Referring expression pointing data:
*** Begin section ***
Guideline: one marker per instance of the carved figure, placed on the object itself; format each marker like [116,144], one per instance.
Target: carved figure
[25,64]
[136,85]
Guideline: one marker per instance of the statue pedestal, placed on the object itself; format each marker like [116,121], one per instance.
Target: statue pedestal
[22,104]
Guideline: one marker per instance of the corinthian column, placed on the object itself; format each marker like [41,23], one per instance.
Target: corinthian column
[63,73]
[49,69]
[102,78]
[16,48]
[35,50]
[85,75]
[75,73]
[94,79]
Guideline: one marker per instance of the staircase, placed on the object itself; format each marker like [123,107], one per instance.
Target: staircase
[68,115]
*** End section ***
Show all lines from the data that contain "itself".

### Answer space
Guideline: one marker per instance of the carved figure, placed on the object itself; format each marker like [116,144], one per instance.
Guideline: one marker per instance of the statue pedestal, placed on the object itself; format each marker like [116,121], one per instance.
Guideline: one marker per instance of the corinthian column, placed on the object itself; format each marker like [41,23], one per instance.
Guideline: one marker per instance of the staircase, placed on the object itself; format each marker like [123,107], one per instance.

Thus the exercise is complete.